[Stored dataset items]
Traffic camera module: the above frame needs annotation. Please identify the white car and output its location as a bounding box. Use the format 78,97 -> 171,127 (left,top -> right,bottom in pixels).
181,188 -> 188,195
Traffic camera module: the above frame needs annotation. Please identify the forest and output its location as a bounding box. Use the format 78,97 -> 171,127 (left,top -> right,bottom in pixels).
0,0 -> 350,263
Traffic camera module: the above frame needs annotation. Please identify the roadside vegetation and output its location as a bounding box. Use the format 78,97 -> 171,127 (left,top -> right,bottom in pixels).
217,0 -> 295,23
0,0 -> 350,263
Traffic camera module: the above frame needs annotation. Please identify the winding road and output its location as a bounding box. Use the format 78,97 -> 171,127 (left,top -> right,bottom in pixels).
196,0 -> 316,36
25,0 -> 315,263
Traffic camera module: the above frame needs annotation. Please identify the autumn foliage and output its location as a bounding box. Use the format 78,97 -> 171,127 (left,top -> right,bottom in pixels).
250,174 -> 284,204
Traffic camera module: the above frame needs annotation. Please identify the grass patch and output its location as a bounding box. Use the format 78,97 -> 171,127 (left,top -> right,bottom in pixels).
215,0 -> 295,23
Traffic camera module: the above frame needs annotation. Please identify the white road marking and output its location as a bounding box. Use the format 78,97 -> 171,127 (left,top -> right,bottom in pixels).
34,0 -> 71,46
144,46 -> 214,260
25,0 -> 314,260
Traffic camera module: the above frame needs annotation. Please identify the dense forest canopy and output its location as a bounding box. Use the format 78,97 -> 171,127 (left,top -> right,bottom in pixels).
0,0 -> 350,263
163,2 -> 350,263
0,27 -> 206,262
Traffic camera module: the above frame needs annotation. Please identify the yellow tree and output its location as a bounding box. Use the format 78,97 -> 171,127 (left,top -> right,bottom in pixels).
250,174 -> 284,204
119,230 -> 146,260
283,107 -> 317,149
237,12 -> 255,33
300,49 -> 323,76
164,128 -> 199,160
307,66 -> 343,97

**PROMPT**
Please convert the stretch of material above, from the line that contains "identify the autumn" through the line that contains "215,0 -> 295,23", into a numbered list, dropping any blank lines.

**WRITTEN SOLUTION**
1. Traffic camera module: the above frame needs annotation. Please identify the autumn foliage and output its location as a bounding box. Use the format 78,97 -> 171,127 (left,top -> right,bottom in pixels).
2. 250,174 -> 284,204
3. Traffic camera module: the above frame needs annotation. Please identify the grass patch and output its location as a bounding box. Use the format 78,97 -> 171,127 (left,top -> right,bottom in pixels).
4. 215,0 -> 295,23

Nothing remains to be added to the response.